### AIM OF THE EXERCISE
Identify each of the lines below that contains the word "deer" and copy those lines.

(Object location annotation data)
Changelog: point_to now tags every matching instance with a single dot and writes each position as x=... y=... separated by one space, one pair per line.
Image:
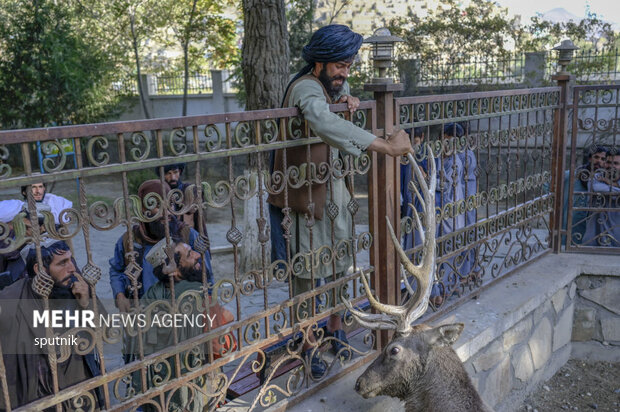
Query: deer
x=418 y=366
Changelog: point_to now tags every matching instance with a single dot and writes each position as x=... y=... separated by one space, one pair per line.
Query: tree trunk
x=185 y=46
x=265 y=64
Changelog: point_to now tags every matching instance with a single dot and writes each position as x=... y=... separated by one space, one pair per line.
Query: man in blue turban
x=326 y=228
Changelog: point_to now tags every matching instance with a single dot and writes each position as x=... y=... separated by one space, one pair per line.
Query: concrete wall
x=518 y=332
x=510 y=349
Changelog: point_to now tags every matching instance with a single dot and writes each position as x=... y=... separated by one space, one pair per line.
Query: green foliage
x=589 y=33
x=300 y=15
x=481 y=28
x=49 y=73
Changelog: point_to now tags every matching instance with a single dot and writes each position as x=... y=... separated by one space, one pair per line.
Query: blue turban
x=331 y=43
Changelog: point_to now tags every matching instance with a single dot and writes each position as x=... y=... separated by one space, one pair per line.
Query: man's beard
x=191 y=274
x=328 y=83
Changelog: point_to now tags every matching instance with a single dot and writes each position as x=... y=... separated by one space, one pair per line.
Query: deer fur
x=418 y=366
x=423 y=370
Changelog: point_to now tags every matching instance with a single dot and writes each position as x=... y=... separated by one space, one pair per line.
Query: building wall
x=551 y=310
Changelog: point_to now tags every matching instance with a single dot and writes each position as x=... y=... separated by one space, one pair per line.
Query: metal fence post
x=384 y=200
x=560 y=131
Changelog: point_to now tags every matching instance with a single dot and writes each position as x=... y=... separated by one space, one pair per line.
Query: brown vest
x=298 y=199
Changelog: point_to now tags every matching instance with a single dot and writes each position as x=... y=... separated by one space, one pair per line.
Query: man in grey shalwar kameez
x=329 y=54
x=603 y=228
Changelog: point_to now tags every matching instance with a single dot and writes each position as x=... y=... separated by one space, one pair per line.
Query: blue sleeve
x=193 y=235
x=118 y=279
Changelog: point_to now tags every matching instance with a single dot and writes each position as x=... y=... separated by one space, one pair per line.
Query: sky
x=608 y=10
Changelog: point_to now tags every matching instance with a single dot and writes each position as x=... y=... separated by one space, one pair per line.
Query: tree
x=127 y=26
x=49 y=73
x=265 y=65
x=199 y=28
x=589 y=33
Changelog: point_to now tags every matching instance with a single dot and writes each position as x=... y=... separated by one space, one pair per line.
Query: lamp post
x=565 y=54
x=563 y=78
x=382 y=43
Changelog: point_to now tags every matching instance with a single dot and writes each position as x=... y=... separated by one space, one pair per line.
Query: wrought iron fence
x=173 y=84
x=591 y=200
x=494 y=201
x=266 y=312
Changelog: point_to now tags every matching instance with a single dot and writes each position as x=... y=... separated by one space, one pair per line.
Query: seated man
x=30 y=376
x=603 y=228
x=183 y=267
x=145 y=235
x=10 y=208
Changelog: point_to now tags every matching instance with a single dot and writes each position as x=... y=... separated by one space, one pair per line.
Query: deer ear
x=445 y=335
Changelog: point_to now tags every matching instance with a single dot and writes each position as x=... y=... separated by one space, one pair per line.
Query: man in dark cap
x=329 y=54
x=30 y=376
x=172 y=176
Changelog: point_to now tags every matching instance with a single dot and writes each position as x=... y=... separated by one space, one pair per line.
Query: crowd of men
x=174 y=250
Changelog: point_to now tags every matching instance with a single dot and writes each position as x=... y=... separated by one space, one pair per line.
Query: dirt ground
x=579 y=386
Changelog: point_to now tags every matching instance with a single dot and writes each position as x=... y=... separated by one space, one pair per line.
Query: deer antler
x=400 y=318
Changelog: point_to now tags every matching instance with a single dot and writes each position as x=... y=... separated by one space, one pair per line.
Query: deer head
x=418 y=366
x=400 y=318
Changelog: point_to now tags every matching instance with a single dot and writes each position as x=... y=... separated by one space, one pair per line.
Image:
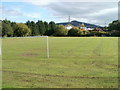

### SOLUTION BELOW
Query: deer
Query: deer fur
Query: deer ear
Query: deer antler
Query: deer head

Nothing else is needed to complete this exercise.